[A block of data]
◆ ◆ ◆

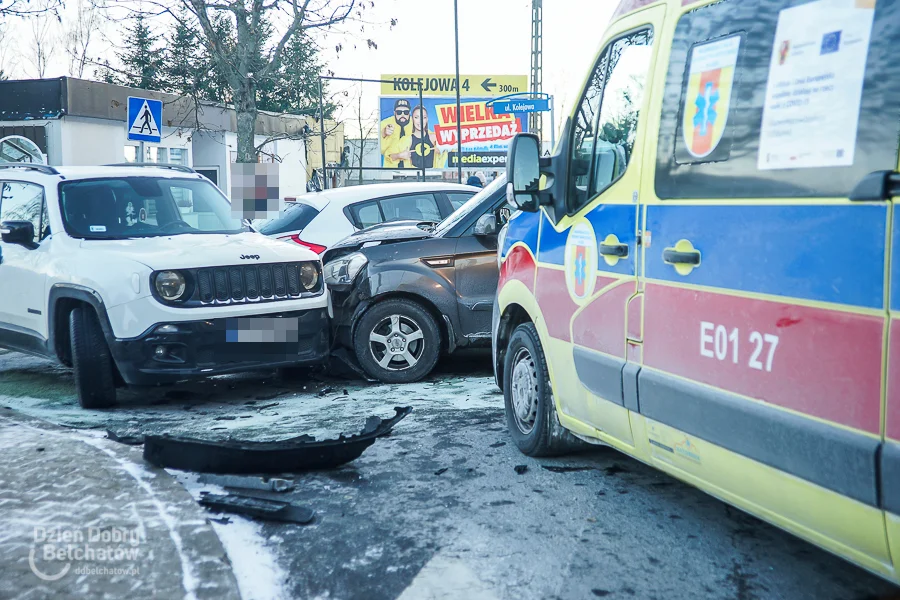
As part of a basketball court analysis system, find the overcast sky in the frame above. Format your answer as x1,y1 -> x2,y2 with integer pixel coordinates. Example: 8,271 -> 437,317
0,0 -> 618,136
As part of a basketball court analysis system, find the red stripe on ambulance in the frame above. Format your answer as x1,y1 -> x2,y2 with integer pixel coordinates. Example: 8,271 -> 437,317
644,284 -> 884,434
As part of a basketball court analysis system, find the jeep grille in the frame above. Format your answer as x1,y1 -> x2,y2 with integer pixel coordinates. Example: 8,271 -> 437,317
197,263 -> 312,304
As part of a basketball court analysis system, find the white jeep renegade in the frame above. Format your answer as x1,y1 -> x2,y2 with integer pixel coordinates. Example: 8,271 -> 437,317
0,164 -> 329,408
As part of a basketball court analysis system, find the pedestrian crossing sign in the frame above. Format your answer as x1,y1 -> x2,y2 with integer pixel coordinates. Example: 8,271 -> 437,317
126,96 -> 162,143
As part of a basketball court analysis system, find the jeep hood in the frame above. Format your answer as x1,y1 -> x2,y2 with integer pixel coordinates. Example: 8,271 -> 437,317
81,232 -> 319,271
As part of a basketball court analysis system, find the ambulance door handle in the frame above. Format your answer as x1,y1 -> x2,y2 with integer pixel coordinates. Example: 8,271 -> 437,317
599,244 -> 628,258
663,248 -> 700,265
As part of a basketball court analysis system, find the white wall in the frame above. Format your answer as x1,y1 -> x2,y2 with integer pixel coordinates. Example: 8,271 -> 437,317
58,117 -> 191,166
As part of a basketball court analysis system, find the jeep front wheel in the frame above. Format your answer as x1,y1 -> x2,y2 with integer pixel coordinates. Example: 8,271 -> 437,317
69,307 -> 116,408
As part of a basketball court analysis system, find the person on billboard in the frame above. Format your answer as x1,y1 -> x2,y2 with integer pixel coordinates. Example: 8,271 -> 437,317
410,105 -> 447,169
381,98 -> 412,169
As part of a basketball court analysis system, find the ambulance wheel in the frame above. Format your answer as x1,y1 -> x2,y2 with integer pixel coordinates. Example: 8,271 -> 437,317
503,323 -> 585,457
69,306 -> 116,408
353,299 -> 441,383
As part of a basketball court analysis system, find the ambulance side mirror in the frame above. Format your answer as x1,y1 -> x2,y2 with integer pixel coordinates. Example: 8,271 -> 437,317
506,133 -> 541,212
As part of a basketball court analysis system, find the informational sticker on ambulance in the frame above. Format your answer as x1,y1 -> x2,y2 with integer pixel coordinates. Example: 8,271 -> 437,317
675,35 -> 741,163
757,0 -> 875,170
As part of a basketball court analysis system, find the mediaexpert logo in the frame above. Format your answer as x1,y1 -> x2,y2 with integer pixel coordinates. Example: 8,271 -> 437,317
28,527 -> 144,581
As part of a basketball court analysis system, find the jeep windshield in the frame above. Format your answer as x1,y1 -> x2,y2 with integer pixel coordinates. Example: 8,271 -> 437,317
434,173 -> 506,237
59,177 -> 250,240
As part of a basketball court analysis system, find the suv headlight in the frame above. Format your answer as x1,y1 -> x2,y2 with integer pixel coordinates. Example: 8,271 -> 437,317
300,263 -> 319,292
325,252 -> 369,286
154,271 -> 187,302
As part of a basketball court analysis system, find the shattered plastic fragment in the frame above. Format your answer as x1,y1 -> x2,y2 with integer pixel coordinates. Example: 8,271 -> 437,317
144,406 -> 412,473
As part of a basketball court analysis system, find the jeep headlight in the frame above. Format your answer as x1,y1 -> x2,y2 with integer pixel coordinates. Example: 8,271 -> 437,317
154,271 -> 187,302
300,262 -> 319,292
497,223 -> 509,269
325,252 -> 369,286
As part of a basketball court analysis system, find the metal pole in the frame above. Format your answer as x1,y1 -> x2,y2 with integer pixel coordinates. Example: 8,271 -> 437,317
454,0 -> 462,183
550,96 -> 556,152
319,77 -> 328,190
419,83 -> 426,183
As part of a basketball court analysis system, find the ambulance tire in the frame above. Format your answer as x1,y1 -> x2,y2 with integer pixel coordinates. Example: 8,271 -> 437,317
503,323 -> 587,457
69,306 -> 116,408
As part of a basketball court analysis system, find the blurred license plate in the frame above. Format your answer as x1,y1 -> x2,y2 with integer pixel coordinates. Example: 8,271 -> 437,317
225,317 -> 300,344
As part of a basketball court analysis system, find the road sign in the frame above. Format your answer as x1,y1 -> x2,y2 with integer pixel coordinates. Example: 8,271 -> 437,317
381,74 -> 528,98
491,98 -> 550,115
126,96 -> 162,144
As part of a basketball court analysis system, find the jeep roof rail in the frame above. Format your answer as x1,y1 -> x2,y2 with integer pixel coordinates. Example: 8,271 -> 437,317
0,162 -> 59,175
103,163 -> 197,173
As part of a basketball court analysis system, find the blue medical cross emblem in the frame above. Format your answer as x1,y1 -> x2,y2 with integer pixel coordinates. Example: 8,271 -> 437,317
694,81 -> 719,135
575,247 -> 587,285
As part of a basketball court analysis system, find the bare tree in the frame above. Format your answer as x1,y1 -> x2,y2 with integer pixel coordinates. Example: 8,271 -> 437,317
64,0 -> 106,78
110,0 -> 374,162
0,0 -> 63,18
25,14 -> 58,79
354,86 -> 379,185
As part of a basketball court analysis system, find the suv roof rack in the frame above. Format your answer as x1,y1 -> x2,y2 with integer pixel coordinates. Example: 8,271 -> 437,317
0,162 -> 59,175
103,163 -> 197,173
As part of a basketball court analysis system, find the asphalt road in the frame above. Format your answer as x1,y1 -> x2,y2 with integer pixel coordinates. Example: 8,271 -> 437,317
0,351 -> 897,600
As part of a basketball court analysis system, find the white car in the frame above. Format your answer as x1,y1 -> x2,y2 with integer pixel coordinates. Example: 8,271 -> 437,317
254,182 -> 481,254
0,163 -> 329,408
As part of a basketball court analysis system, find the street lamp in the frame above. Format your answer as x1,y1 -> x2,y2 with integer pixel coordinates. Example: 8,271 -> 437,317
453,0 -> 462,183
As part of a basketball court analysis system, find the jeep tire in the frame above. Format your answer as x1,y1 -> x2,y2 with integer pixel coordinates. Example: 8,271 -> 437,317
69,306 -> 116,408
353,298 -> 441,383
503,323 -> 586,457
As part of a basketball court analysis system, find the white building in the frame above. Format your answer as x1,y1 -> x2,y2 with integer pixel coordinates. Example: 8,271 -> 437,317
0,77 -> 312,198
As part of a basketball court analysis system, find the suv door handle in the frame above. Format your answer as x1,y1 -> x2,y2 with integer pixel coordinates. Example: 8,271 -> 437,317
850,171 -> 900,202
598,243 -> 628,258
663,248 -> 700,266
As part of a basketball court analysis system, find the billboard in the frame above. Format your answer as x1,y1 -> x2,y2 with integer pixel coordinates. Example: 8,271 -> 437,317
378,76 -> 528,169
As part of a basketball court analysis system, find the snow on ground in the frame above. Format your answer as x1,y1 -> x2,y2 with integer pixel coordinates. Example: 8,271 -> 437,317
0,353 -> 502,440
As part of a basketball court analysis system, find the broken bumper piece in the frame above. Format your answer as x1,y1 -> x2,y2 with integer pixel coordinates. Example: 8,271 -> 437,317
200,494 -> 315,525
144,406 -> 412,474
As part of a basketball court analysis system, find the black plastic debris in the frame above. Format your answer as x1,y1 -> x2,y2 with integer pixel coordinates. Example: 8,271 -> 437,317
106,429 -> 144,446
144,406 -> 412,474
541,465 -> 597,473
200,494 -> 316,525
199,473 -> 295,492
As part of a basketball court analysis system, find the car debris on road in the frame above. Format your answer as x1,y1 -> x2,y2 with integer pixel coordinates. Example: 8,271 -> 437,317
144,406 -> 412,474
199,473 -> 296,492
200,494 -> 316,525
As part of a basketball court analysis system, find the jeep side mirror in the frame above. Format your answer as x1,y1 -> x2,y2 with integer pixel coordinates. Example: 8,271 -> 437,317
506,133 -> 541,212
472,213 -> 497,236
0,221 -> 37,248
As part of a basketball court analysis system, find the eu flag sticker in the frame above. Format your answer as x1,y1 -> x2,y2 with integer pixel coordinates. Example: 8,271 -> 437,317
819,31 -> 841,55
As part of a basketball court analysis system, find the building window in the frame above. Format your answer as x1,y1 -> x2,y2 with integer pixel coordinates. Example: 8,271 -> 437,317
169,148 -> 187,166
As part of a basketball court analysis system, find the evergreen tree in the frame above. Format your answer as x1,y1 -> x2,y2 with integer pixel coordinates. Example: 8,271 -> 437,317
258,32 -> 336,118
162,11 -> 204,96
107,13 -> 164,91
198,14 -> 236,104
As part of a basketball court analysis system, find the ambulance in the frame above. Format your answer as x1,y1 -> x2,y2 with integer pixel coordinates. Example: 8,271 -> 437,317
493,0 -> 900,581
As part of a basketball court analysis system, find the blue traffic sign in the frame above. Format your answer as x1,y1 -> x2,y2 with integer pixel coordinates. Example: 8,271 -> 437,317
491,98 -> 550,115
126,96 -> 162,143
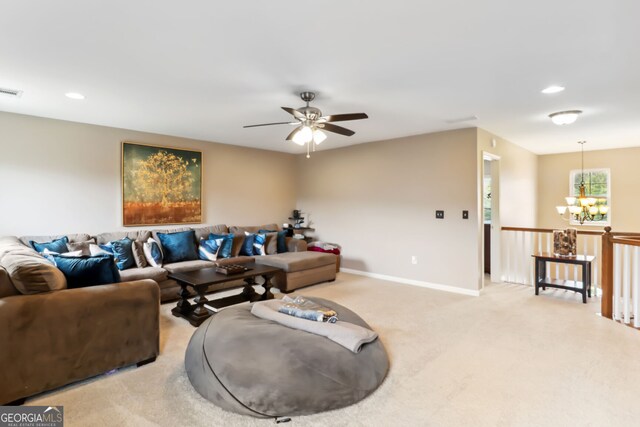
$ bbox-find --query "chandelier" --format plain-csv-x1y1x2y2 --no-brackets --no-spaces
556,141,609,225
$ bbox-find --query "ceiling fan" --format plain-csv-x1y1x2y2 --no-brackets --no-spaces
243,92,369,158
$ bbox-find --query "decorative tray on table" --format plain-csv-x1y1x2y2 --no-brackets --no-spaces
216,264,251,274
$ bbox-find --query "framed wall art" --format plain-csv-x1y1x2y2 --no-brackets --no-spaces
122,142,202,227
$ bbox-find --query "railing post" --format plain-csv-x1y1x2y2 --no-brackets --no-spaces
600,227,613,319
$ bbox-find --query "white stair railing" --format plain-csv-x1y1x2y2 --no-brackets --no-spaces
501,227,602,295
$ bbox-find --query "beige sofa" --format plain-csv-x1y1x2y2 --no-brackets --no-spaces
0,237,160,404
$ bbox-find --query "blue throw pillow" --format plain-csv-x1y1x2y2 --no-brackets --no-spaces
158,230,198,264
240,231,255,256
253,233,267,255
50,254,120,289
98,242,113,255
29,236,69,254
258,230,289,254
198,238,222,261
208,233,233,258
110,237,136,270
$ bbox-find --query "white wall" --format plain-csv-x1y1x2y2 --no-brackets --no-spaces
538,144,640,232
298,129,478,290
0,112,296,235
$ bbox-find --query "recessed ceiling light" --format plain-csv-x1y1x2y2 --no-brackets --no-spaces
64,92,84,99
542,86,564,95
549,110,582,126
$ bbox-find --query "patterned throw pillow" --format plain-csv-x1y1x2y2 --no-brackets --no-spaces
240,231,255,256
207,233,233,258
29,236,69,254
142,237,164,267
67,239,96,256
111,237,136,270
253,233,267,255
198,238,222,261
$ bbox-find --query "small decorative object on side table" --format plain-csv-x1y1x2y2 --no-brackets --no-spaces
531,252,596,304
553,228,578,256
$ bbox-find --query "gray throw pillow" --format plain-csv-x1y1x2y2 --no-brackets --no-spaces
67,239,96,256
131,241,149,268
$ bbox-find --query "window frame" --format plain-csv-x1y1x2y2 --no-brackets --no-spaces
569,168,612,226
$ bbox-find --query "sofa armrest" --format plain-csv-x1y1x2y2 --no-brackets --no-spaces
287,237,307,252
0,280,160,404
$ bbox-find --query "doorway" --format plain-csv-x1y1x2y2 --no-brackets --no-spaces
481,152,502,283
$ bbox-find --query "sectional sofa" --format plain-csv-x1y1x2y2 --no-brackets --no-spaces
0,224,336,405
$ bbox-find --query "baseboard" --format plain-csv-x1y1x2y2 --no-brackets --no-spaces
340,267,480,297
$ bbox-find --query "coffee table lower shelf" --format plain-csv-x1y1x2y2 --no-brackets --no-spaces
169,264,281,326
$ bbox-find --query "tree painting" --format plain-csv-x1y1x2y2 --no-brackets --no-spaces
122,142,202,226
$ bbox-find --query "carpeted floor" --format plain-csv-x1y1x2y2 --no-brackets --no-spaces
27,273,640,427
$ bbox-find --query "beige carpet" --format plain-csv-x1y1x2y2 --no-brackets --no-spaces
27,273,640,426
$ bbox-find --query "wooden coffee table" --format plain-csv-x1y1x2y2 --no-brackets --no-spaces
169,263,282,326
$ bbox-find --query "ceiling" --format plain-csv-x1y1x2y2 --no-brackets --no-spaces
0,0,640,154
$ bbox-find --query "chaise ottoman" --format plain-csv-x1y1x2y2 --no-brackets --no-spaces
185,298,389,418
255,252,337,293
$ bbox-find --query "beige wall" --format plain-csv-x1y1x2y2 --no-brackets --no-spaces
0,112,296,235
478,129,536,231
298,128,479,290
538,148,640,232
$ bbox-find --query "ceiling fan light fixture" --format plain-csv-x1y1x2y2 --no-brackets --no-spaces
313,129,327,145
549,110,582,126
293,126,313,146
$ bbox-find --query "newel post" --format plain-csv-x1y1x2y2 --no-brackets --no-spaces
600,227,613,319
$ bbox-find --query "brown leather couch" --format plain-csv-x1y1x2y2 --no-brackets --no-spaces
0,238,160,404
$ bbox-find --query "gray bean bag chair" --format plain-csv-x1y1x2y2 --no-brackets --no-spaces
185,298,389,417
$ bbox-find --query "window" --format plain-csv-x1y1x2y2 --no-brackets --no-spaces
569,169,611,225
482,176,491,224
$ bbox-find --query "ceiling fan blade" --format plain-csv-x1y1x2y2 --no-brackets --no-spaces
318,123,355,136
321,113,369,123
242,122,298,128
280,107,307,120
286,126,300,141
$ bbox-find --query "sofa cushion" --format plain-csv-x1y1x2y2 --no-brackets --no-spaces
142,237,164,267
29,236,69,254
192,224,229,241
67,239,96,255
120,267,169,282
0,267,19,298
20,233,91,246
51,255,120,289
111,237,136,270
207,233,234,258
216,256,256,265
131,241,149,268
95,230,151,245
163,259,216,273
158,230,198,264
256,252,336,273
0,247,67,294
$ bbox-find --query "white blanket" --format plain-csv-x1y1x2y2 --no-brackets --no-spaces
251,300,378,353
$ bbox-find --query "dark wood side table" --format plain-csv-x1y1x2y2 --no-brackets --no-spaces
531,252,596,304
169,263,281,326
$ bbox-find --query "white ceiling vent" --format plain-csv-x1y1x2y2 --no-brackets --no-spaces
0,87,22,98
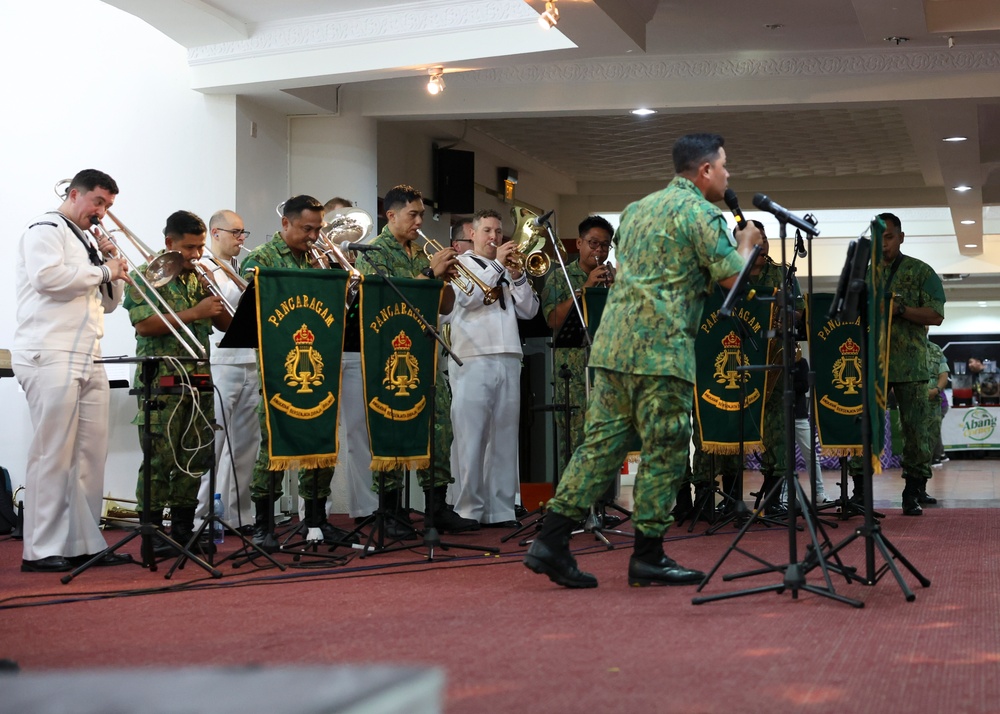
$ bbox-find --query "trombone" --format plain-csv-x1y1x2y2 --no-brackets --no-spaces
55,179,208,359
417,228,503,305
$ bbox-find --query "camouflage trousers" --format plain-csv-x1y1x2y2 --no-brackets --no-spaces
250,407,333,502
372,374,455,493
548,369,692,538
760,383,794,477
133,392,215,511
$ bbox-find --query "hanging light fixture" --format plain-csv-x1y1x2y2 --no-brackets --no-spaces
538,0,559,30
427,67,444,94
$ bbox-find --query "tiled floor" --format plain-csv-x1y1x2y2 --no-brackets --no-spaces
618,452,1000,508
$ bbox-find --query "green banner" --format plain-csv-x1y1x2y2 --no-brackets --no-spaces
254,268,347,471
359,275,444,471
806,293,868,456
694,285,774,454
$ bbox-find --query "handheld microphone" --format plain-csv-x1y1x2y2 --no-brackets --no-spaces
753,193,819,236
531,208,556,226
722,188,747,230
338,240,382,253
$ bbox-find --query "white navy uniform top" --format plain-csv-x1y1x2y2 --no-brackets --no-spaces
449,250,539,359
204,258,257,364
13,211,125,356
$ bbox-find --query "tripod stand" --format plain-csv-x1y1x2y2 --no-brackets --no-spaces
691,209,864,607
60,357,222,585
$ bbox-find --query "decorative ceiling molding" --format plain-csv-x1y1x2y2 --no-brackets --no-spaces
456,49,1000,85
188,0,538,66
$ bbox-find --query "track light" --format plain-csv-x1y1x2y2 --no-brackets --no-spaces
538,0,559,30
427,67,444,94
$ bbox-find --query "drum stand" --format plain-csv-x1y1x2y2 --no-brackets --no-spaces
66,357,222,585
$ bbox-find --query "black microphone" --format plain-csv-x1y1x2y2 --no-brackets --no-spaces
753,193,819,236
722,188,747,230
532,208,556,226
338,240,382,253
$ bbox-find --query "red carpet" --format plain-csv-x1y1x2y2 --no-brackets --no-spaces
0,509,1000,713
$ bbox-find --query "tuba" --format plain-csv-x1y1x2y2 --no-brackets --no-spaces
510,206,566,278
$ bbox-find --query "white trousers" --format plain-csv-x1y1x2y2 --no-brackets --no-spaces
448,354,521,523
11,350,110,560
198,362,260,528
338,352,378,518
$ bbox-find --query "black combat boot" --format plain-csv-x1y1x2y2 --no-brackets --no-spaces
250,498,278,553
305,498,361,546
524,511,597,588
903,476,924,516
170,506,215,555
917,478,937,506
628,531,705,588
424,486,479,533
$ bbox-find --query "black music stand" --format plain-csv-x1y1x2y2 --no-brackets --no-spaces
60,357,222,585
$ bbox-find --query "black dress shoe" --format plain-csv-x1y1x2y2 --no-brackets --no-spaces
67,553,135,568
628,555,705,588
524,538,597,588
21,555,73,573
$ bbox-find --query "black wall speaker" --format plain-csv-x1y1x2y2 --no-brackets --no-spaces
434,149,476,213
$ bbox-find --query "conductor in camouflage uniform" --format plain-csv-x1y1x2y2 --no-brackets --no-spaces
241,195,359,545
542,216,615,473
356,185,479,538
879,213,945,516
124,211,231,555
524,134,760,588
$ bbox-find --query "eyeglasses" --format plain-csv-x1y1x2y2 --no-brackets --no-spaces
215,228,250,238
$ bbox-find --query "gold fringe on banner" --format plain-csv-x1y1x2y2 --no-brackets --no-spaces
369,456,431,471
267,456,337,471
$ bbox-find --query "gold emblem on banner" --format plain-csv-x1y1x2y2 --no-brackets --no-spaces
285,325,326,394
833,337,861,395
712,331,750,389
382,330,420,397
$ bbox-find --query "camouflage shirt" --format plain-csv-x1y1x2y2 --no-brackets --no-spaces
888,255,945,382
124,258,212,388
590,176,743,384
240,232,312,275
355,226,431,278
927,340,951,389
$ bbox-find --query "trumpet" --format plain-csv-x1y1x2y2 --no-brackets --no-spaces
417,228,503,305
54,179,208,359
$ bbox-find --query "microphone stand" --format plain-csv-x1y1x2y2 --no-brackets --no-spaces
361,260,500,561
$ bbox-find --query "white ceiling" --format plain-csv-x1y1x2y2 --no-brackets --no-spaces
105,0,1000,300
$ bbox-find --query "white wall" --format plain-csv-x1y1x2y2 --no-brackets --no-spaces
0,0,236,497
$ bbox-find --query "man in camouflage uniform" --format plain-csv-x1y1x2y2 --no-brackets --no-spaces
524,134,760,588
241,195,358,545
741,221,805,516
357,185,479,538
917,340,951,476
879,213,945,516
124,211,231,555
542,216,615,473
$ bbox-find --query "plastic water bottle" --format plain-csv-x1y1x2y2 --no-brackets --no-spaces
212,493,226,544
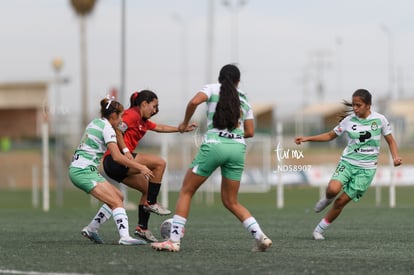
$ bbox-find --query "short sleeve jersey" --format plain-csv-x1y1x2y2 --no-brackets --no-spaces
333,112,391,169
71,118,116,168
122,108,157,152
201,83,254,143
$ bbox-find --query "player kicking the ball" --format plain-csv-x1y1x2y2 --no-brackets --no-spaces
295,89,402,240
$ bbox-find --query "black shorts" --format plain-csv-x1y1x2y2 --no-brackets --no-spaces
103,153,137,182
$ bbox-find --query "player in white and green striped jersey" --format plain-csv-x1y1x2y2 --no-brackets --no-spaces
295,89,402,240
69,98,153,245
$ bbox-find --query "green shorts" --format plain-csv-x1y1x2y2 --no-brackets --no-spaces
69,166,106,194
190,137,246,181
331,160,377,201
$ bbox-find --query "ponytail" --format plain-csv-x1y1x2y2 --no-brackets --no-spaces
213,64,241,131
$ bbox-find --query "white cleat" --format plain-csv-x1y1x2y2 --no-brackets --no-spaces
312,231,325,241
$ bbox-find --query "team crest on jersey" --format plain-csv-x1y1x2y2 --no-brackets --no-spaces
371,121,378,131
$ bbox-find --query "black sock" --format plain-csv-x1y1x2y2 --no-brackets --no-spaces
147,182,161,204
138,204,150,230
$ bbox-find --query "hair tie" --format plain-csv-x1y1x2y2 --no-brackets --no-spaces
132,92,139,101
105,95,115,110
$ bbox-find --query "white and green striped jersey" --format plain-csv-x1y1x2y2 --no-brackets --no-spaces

◆ ◆ ◆

*Direction:* Locate the line that contains "in white and". Repeat it and every line after it, up to and including the final line, exactly.

*Task output:*
$ bbox-find --query "player in white and green striped jersey" --format plain-csv-x1y1x2y2 --no-brackets --no-spaces
295,89,402,240
69,98,153,245
$ bbox-find --query "green shorts" --format plain-csv-x1y1x2y2 --no-brackets --no-spaces
69,166,106,194
190,137,246,181
331,160,377,201
$ bbox-find --query "ponytail" --format plain-csv-x1y1x2y2 --no-brackets --no-spaces
213,64,241,131
$ bbox-find --query "white cleat" --format plain-csv-x1y1x2y2 --no-brackets --no-spaces
312,231,325,241
$ bbox-find --query "team crest on jersey" --format plain-csv-x1y1x2y2 --no-brackets --no-spaces
371,121,378,131
$ bbox-find --query "black sock" --format plain-csv-x1y1x2y2 --no-brackets --no-spaces
147,182,161,204
138,204,150,230
$ bbox-find --query "hair tie" --format plain-csv-x1y1x2y2 --no-brackets --no-spaces
132,92,139,101
105,95,115,110
$ bbox-find --query "white and green striped jersey" --format plain-csv-x1y1x2y2 --no-brackets --no-spaces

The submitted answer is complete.